Balıkçı Mustafa ve eşi Mesude Balıkçı ve Oğlu’nun ana karakterleri. Bir yazarın karakter yaratımını nasıl değerlendiriyorsunuz ve sizin ilhamınız nerden geliyor?

Her ilham hayattan gelir elbette. Marcel Proust’a karakterlerini gerçek hayattan alıp almadığını sormuşlardı. O da evet demişti, her karakterde yaklaşık sekiz yüz kişi var. İlhamı hayattan alıyoruz ama bunu birebir yansıtırsak adına sanat denmez. Binlerce izlenim, imge, düşünce, hayal, bir çiçek dürbününü sallarcasına iç içe geçip yeni kompozisyonlar oluşturuyor. Bence bir romanın asıl değeri, yarattığı karakterlerle ölçülür. O karakterler bir tanıdığınız, ruhunu, psikolojisini bildiğiniz kişilere dönüşürse roman görevini yapmış demektir.

Türkiye’de ve dünyada yoksulluk, vahşi kapitalizmin yarattığı bir gerçek. Balıkçı ve Oğlu’nda da yoksul, ekmeğini denizden çıkaran bir ailenin dramını görüyoruz. Bu dramın etrafında gelişen pek çok olayın içinde okur kendini sorguluyor ve empati gücü artıyor. Yazarken bu empatiyi nasıl kurdunuz?

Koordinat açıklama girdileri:
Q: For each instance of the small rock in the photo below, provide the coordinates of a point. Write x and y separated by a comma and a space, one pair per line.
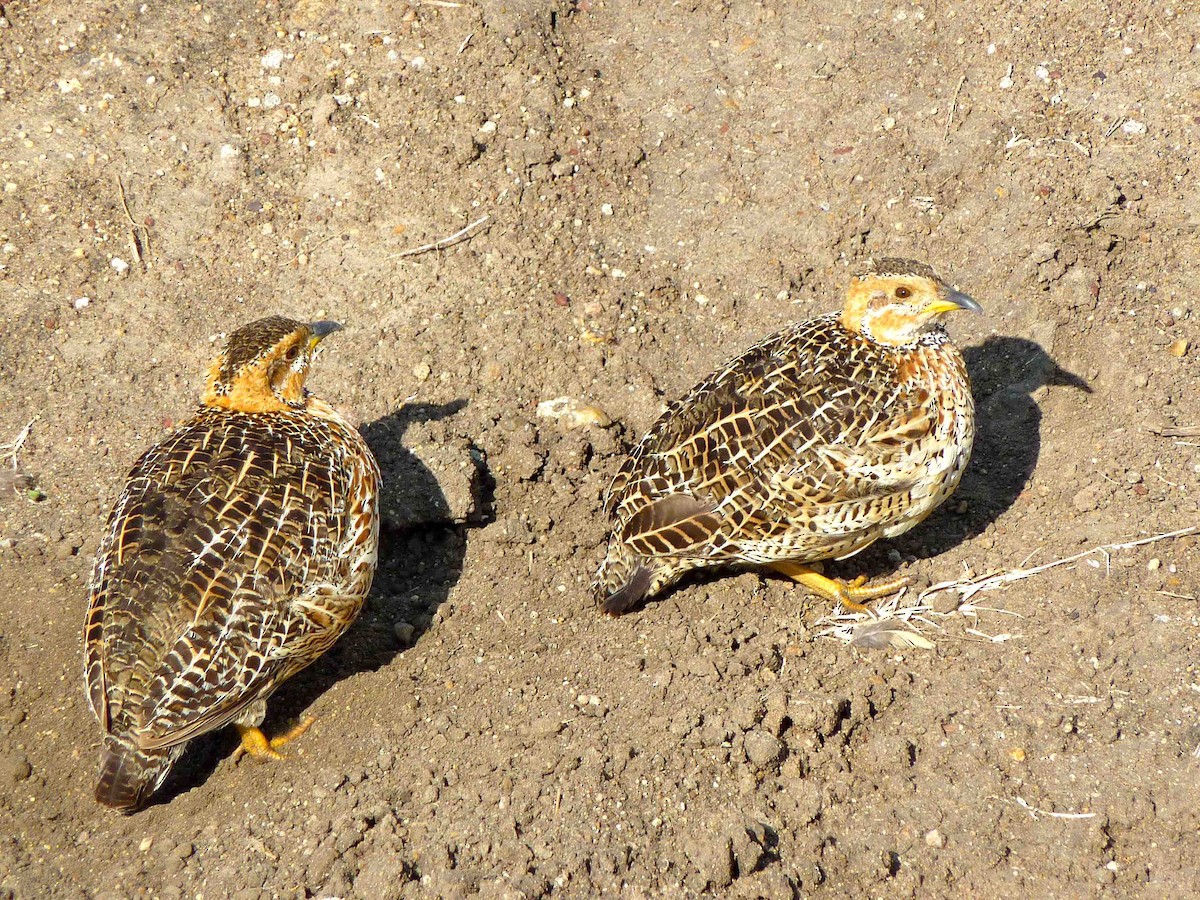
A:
574, 414
763, 749
382, 875
15, 768
714, 858
1086, 499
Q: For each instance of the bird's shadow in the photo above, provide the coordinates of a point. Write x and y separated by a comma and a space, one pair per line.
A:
1005, 373
420, 559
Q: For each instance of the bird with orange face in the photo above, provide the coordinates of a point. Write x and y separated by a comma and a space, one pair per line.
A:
240, 549
811, 445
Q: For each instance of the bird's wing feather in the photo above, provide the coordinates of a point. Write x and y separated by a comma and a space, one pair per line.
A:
215, 538
795, 425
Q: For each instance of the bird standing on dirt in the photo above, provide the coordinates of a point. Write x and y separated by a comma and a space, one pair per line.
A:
238, 552
810, 445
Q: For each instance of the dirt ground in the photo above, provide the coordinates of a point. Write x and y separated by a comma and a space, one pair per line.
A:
664, 185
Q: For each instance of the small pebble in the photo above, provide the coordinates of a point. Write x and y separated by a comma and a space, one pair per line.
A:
405, 631
574, 414
15, 768
763, 749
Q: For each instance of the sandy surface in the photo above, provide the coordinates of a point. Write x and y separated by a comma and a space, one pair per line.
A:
665, 184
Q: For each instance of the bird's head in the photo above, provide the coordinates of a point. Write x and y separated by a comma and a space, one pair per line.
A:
263, 365
899, 300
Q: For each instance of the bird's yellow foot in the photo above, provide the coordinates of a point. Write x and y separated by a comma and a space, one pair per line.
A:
257, 744
850, 594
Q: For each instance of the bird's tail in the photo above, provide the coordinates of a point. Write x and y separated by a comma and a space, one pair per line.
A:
623, 580
129, 775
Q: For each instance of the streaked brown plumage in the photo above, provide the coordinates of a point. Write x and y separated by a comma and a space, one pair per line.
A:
239, 550
810, 445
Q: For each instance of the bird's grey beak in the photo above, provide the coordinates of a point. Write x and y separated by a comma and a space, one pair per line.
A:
963, 301
953, 301
324, 329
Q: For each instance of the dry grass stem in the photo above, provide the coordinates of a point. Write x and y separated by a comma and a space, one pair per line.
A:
1035, 811
971, 587
448, 241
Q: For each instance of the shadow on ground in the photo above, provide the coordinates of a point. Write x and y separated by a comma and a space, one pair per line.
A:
420, 561
1005, 373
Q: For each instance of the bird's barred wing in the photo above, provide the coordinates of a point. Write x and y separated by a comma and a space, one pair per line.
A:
791, 426
192, 599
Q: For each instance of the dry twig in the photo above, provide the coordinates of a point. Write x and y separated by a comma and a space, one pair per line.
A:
139, 235
881, 628
954, 106
12, 449
448, 241
1035, 811
971, 587
1175, 431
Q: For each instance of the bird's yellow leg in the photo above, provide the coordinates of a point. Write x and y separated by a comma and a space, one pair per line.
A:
850, 594
258, 745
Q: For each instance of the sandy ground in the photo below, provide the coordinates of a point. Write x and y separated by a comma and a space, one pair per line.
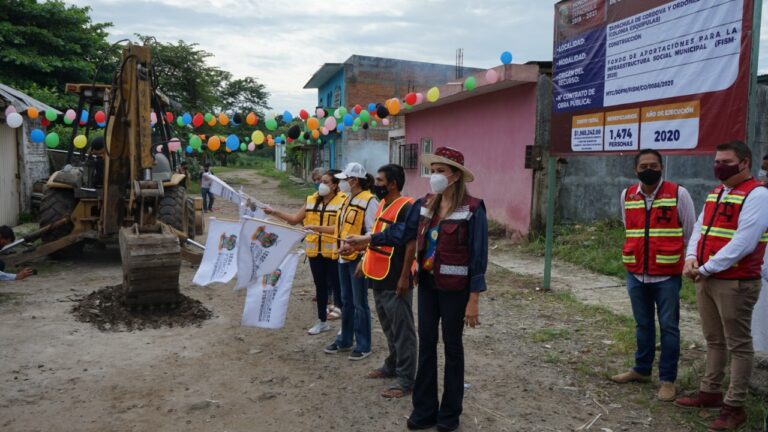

Alıştırma amacı: Yukarıdaki Balıkçı ve Oğlu söyleşisinden, "Balıkçı Mustafa ve" sözcüklerini içeren ifadeyle açılıp "görevini yapmış demektir." sözcükleriyle kapanan bölümü hiçbir değişiklik yapmadan yazdırınız.

Beklenen yanıt:
Balıkçı Mustafa ve eşi Mesude Balıkçı ve Oğlu’nun ana karakterleri. Bir yazarın karakter yaratımını nasıl değerlendiriyorsunuz ve sizin ilhamınız nerden geliyor?

Her ilham hayattan gelir elbette. Marcel Proust’a karakterlerini gerçek hayattan alıp almadığını sormuşlardı. O da evet demişti, her karakterde yaklaşık sekiz yüz kişi var. İlhamı hayattan alıyoruz ama bunu birebir yansıtırsak adına sanat denmez. Binlerce izlenim, imge, düşünce, hayal, bir çiçek dürbününü sallarcasına iç içe geçip yeni kompozisyonlar oluşturuyor. Bence bir romanın asıl değeri, yarattığı karakterlerle ölçülür. O karakterler bir tanıdığınız, ruhunu, psikolojisini bildiğiniz kişilere dönüşürse roman görevini yapmış demektir.